- Description of the task -
Reproduce the stretch of material from its start through the line that contains "M 42 86 L 43", requests included, and offset every coordinate in the answers by 113. Leave the pictures out.

- Recorded data -
--------------------------------

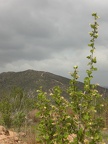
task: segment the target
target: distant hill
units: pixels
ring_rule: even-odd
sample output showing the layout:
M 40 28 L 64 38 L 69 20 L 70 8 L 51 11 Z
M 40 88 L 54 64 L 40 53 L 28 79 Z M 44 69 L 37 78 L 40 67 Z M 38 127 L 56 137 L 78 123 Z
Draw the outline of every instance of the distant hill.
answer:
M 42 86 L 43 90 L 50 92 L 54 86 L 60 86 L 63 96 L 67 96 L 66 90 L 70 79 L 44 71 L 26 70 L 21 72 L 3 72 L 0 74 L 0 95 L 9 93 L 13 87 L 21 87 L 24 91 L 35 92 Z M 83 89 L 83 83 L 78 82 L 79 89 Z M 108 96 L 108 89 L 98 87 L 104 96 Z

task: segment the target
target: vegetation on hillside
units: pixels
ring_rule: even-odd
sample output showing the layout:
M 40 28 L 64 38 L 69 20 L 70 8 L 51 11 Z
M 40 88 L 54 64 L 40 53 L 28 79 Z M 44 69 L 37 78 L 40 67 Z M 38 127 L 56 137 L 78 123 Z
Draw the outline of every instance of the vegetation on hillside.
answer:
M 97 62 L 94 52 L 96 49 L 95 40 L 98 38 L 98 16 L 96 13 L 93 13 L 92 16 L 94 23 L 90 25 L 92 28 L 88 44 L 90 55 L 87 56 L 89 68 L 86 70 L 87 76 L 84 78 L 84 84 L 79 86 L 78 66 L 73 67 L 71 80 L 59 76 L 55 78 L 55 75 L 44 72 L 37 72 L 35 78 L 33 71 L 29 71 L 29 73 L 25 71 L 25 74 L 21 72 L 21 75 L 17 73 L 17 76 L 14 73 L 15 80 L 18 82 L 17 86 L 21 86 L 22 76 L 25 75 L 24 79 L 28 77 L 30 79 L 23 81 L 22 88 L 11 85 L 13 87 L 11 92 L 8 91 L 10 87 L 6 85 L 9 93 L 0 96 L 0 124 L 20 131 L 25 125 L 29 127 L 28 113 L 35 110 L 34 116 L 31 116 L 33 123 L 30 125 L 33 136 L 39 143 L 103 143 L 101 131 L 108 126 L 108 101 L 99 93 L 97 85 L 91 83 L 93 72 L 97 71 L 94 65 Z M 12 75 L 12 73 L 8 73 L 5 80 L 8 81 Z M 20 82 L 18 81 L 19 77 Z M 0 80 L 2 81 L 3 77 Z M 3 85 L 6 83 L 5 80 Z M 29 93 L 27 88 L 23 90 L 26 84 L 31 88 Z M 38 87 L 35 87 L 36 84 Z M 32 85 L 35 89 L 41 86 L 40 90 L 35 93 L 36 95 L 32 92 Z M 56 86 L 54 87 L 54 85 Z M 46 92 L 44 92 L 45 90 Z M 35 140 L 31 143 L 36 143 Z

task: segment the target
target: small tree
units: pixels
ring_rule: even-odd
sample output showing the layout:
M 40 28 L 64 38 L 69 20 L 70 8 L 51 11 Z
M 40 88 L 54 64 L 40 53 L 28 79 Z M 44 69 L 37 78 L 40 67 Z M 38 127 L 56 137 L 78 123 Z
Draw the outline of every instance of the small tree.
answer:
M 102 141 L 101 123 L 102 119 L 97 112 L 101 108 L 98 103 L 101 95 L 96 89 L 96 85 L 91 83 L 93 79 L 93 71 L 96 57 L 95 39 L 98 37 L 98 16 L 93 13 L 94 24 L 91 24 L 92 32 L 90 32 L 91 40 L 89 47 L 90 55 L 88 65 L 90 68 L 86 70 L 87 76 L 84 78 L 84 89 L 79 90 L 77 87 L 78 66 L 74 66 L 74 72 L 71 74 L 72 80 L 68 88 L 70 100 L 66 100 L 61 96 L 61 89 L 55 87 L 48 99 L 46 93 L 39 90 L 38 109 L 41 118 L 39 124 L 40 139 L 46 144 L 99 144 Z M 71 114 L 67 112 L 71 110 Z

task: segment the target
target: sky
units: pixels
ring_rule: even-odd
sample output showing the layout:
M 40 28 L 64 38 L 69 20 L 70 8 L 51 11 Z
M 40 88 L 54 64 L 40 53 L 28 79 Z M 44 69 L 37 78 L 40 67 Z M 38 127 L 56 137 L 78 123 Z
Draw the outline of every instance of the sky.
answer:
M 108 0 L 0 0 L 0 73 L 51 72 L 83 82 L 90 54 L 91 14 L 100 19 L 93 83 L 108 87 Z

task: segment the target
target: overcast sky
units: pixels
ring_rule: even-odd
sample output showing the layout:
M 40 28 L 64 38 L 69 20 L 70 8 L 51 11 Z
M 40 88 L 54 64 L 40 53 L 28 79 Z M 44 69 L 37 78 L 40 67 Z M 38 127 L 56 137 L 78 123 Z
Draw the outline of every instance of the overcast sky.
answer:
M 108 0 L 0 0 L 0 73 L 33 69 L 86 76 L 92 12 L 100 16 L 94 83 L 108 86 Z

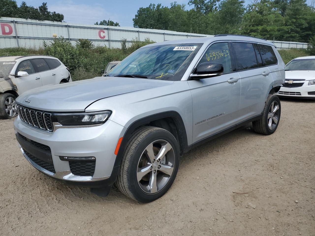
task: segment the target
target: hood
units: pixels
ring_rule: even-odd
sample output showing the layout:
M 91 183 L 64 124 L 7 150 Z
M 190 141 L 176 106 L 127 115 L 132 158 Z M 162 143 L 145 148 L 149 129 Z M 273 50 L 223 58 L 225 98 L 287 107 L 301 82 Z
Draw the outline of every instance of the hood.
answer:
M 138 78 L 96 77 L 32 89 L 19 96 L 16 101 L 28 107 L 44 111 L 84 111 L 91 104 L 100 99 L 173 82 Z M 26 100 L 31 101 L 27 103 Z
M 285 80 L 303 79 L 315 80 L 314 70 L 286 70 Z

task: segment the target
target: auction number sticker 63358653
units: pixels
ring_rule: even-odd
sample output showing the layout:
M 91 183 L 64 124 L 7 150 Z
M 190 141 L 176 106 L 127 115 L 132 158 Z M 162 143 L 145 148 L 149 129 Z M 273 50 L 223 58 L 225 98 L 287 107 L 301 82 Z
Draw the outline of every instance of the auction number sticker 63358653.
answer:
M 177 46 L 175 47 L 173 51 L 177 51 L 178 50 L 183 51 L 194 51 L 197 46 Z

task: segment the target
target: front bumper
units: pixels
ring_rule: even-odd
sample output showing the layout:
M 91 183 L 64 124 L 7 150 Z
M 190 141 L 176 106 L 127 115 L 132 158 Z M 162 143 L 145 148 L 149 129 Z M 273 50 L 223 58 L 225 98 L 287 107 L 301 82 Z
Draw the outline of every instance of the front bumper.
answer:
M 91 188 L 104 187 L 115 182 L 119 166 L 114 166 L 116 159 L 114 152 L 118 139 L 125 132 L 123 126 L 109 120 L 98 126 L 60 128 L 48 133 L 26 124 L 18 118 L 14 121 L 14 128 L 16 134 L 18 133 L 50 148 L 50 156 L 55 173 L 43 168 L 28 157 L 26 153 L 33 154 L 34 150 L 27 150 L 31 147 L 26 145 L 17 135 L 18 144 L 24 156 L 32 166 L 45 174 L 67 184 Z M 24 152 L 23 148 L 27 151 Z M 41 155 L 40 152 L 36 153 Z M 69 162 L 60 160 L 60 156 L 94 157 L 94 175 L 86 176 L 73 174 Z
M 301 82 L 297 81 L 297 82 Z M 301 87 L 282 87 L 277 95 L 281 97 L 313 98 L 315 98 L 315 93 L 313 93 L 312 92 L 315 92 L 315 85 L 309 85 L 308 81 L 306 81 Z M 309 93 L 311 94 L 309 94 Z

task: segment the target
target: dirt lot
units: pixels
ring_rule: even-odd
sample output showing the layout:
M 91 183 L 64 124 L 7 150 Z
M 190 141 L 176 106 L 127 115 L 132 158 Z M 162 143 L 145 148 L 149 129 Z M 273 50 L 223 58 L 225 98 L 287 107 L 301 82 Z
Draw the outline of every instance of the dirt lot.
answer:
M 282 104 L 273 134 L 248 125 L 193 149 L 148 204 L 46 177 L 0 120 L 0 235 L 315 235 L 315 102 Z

--------------------------------

- The reply -
task: segment the target
target: distant hill
units: pixels
ring_rule: even-odd
sample output showing the layout:
M 40 28 L 64 38 L 69 20 L 70 8 L 51 11 Z
M 40 88 L 54 64 L 40 53 L 28 79 Z M 44 69 L 37 78 L 40 67 Z M 38 127 L 56 137 L 78 123 Z
Draw the outline of every instance of the distant hill.
answer:
M 155 199 L 156 203 L 163 205 L 167 199 L 173 199 L 176 209 L 180 209 L 179 203 L 183 192 L 157 184 L 139 183 L 134 185 L 116 185 L 113 187 L 113 208 L 122 206 L 126 200 L 134 200 L 137 204 L 148 205 Z M 196 202 L 196 196 L 191 195 L 192 202 Z M 221 209 L 221 202 L 211 200 L 217 209 Z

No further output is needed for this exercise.